* EXERCÍCIO *
Reescreva o trecho do texto começando em "Só por um triz" e seguindo até "liberadas ao público.", com "Tribunal" no lugar de "Fórum".

====== TEXTO DE ORIGEM ======

JUSTIÇA BOAZINHA

Só por um triz não virei um advogado. Mas até hoje admiro o Direito, aquele que for para a garantia dos direitos fundamentais do ser humano. Desde longe, em meus verdes anos, queria ser um defensor dos injustiçados. Estudante ginasial, ainda, era morto e vivo lá nos bancos do Fórum, quando o Fórum de Fortaleza era sediado no centro da cidade. Claro que tinha acesso somente naquelas sessões do júri que eram liberadas ao público.

Ao dar meu passo seguinte, no curso colegial, tive um professor por um curto período que me dissuadiu do velho intento. Felizmente o homem me removeu a ideia obsessiva. . Digo ‘felizmente’ pelo simples fato de que não seria bem sucedido na bonita e próspera carreira advocatícia. Não seria mesmo.

Último ano do segundo grau, ali pela segunda metade do ano, eis que nos chega ao colégio o tal mestre que me salvou a pátria. Uma vez, logo nas primeiras aulas, ele perguntou à classe: – Quem vai, aqui, fazer Direito? E, em silêncio, quase em peso, a turma levantou o braço, inclusive este um.

====== ENTRADAS FORNECIDAS ======

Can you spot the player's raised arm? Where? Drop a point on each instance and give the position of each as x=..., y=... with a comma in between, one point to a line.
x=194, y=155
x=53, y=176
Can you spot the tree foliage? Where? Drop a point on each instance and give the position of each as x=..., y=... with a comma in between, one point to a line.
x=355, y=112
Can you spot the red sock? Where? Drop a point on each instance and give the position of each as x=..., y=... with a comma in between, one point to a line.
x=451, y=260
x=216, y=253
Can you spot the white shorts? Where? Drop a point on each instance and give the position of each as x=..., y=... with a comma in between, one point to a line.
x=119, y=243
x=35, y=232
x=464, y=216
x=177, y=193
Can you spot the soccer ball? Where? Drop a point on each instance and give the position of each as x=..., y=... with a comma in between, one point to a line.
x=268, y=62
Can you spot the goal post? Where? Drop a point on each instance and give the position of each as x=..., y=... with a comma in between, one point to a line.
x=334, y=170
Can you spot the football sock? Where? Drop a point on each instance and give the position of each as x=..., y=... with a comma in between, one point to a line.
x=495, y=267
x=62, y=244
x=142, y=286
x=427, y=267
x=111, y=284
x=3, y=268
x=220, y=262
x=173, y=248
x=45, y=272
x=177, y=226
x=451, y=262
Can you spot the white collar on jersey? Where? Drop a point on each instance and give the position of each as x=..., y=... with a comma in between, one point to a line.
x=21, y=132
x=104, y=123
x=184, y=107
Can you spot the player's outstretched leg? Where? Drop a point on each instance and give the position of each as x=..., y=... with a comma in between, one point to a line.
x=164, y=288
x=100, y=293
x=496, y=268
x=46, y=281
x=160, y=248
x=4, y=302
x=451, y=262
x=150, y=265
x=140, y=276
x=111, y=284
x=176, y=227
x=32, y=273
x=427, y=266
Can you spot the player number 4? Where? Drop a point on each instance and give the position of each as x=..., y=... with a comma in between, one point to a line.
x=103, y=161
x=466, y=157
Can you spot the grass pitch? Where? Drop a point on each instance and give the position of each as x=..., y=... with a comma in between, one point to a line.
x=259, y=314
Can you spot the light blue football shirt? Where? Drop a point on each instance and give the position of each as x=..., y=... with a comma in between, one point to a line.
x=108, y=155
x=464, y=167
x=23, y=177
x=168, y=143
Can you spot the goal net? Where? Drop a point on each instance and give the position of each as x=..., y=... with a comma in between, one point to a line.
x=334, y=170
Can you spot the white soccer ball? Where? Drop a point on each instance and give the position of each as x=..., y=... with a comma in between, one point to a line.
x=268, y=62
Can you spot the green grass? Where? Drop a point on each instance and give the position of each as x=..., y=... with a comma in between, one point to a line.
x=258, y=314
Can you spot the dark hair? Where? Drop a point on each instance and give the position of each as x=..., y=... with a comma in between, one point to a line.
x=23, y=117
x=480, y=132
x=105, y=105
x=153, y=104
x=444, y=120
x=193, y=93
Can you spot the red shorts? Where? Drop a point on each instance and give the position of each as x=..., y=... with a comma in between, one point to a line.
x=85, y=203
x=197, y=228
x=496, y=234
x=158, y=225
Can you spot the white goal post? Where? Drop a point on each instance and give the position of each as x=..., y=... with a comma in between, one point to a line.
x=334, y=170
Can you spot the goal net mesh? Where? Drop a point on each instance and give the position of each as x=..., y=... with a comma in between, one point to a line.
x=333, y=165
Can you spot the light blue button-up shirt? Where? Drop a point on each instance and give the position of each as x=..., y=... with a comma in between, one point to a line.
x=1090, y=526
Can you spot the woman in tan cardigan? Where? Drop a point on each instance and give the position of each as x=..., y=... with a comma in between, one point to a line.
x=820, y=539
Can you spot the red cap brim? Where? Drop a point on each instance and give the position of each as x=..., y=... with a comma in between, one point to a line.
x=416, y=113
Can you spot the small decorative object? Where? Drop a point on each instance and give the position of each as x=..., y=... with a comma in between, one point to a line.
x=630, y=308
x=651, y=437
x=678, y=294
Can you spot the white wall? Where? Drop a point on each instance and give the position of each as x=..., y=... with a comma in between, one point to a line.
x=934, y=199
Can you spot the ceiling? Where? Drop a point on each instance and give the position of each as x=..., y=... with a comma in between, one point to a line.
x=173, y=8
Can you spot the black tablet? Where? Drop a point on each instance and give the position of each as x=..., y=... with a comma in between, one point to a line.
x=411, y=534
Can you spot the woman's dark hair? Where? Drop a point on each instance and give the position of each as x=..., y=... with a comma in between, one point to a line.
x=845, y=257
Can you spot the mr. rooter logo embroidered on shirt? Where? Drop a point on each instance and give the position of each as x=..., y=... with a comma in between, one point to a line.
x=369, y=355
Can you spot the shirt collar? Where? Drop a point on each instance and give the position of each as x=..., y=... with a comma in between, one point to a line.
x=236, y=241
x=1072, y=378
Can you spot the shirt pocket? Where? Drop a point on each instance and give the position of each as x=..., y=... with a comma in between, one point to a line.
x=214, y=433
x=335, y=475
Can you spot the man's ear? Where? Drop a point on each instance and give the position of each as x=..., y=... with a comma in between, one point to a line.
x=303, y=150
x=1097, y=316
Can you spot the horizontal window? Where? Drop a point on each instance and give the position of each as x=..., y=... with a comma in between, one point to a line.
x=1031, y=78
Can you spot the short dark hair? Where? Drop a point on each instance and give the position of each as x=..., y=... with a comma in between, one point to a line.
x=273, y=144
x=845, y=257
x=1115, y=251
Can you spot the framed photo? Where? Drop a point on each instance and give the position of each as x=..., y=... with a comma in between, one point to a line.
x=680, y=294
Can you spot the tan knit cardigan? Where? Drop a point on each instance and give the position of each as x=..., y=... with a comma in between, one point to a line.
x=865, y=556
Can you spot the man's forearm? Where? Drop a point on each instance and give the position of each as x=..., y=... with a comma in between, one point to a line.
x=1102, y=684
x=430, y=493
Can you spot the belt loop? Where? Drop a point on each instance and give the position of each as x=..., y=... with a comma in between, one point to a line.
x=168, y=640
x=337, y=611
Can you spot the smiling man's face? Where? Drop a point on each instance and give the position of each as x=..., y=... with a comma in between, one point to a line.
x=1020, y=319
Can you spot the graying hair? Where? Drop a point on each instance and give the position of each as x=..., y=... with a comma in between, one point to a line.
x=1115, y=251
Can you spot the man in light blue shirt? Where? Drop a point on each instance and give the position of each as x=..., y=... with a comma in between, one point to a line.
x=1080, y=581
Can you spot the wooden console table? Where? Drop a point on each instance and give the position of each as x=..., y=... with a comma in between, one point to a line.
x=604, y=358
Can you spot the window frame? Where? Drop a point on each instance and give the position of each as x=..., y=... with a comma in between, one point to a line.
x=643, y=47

======

* RESPOSTA *
Só por um triz não virei um advogado. Mas até hoje admiro o Direito, aquele que for para a garantia dos direitos fundamentais do ser humano. Desde longe, em meus verdes anos, queria ser um defensor dos injustiçados. Estudante ginasial, ainda, era morto e vivo lá nos bancos do Tribunal, quando o Tribunal de Fortaleza era sediado no centro da cidade. Claro que tinha acesso somente naquelas sessões do júri que eram liberadas ao público.